Blended RC films were prepared by combining native and depolymerized cotton linter solutions in varying ratios and phase-inverting in water, followed by thermal annealing. Porosity, pore size and water uptake of the hydrated films decreased, while the length of the transport pathway (tortuosity) increased, as the fraction of depolymerized cellulose increased in the blended films.
Differences in methylene blue dye adsorption on phase-inverted vs. phase-inverted and thermally annealed RC films indicated that the type of non-solvent utilized for phase-inversion does not affect the internal RC film structure during the phase-inversion process. However, as the boiling point of the non-solvent increased, the amount of irreversible polymer consolidation and formation non-swelling domains (hornification) increased during the thermal annealing process. This, in turn, led to reduced porosity and solute flux through these RC films.

•••

▶ [To do]:
a – Write out the RC film passage again starting at "Blended RC films" and ending at "the blended films.", changing "tortuosity" to "path complexity".
b – According to the RC film passage, how did the amount of hornification change as the boiling point of the non-solvent increased?
The listing after this text plays no part in what you are asked to do.

▶ [Information supplied]:
•••

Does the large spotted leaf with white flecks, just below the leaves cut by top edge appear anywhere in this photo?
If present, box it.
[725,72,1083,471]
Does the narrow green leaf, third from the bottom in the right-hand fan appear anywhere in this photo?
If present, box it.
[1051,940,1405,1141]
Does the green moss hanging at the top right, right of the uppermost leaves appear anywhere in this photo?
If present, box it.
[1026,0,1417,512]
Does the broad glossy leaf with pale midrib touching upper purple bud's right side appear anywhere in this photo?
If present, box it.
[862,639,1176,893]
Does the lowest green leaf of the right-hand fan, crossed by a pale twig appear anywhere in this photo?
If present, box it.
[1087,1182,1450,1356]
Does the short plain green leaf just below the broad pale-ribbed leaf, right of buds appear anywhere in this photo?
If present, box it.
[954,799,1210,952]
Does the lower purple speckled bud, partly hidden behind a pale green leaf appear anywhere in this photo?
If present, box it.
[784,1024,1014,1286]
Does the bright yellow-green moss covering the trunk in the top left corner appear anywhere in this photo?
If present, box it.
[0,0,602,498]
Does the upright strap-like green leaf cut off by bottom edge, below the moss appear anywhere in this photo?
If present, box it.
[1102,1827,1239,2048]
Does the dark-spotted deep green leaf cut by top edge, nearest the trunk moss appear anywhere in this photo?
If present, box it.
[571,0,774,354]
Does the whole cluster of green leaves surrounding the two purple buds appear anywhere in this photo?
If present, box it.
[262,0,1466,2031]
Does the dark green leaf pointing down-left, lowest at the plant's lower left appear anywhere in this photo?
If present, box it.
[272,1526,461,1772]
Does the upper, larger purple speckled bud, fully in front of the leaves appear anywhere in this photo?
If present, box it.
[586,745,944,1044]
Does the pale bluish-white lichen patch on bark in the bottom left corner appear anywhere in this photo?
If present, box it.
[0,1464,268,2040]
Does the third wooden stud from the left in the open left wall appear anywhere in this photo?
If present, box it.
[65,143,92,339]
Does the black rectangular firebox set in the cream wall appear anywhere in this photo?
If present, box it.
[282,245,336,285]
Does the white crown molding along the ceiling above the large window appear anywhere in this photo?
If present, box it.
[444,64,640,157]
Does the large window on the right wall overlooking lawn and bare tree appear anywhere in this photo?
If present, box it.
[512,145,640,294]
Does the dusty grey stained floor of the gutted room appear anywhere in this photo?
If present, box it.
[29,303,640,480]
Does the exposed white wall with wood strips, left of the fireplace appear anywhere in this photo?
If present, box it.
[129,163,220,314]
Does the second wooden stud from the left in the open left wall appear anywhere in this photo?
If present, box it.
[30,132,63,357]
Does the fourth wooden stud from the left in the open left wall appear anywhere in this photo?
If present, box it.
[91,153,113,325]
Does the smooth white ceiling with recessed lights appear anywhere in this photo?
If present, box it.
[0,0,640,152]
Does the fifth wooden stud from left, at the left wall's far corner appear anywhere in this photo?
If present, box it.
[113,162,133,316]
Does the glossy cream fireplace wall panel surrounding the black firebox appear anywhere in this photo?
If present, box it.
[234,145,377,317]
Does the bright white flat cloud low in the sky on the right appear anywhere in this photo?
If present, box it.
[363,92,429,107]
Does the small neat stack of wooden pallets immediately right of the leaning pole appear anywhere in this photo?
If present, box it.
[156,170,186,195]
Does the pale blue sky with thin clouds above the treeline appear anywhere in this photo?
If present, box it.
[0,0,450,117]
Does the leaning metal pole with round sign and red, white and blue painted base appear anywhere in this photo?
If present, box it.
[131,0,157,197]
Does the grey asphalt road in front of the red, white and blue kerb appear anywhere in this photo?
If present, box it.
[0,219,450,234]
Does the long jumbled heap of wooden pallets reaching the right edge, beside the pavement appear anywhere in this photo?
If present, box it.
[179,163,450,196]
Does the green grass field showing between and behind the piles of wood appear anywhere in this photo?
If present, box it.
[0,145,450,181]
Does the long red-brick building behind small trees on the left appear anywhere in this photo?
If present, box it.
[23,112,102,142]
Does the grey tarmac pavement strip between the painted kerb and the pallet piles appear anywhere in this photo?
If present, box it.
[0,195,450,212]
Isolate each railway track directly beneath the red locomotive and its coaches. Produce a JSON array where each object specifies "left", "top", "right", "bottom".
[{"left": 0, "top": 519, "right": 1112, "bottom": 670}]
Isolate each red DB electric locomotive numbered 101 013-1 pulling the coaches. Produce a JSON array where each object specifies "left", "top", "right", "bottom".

•••

▶ [Answers to the exercises]:
a –
Blended RC films were prepared by combining native and depolymerized cotton linter solutions in varying ratios and phase-inverting in water, followed by thermal annealing. Porosity, pore size and water uptake of the hydrated films decreased, while the length of the transport pathway (path complexity) increased, as the fraction of depolymerized cellulose increased in the blended films.

b – It increased during the thermal annealing process.